# START OF Document segment

In this project, the conceptual design of the bracket installation system on the cross arm was developed by integrating the TRIZ–morphological chart–ANP technique. A suitable solution was explored for the conceptual design stage that engaged the current design issues. Generally, the overall process to establish the conceptual design of the bracket installation system to connect the bracing with the cross arm in this project involves four main stages: (1) idea generation, (2) idea refinement, (3) concept design development, and (4) concept design selection. In short, the TRIZ approach was used in Stage 1 to help generate the ideas to solve the current problem designs of bracket installation systems on the cross arm by implementing 39 engineering parameters and 40 inventive principles. The main aims of the TRIZ are to identify the problems of the existing design, to eliminate contradictions, and to provide a new solution by using the systematic design approach.
Then, the morphological chart was used as the idea refinement tool that provides a way to express fewer solutions for every design element. Based on the listed solutions for every element, the potential solution that contributed to the design’s functionality was chosen. The morphological chart allows the designers to explore various possible solutions for each design element and to analyze the good characteristics to produce the optimum conceptual design. A few designs of the cross arm bracket installation system were developed based on the design elements in the morphological chart. Then, in the concept design selection stage, using the ANP technique, the best conceptual design that satisfied the design intent was selected using Super Decision 3.2 software.
To execute the ANP technique, the Super Decision 3.20 software was used. The network was developed to find the best conceptual design for the bracket installation on the cross arm, as shown in Figure 1. The process of judgment in the Super Decision Software 3.2 is presented in Figure 2 to show the example of a pair-wise judgment technique between the concept designs with respect to strength. In this project, the raw material cost was set to be equal to density because the design’s mass determines the cost of the raw material. The stiffness and strength performance were the key objective during the selection and were set to be the highest, while the composite assembly was set to be the second highest after the performance because the method of assembly is one of the main differences among the concept designs. Figure 3 shows the overall flowchart of conceptual design development using the hybrid concurrent engineering process.

# END OF Document segment
# START OF Recorded information

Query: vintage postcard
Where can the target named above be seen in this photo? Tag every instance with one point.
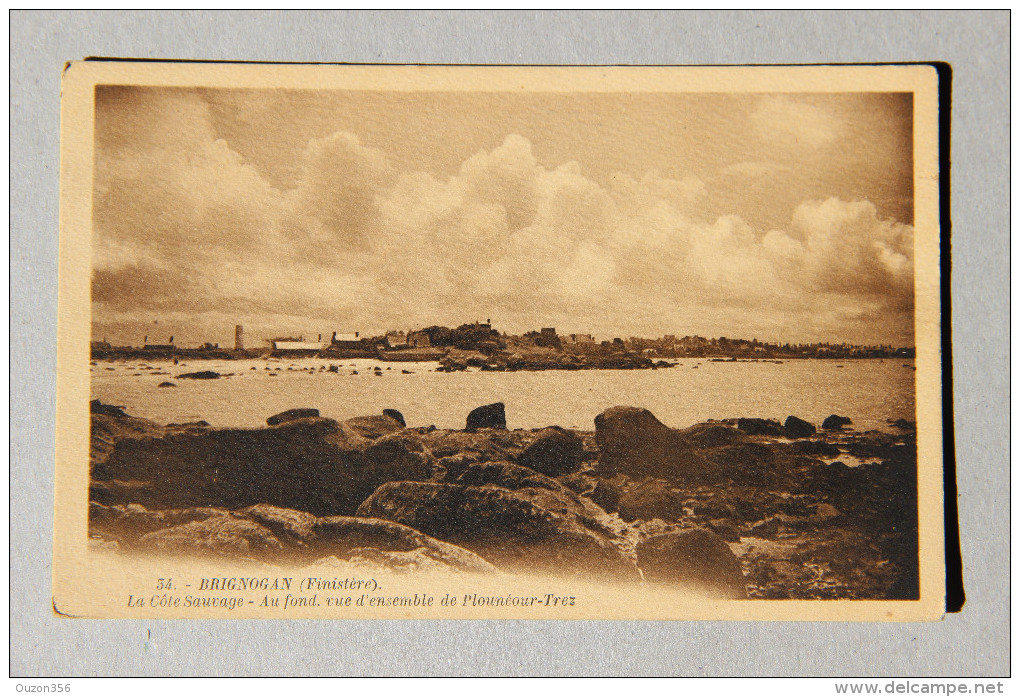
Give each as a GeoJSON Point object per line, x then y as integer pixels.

# END OF Recorded information

# [Written task]
Answer these from the bracket design text:
(a) How many engineering parameters and how many inventive principles did the TRIZ approach use?
(b) Which tool served to refine the ideas?
(c) Why was the raw material cost set equal to density?
Use only the bracket design text to answer.

# [Problem solution]
(a) 39 engineering parameters and 40 inventive principles.
(b) The morphological chart.
(c) Because the design's mass determines the cost of the raw material.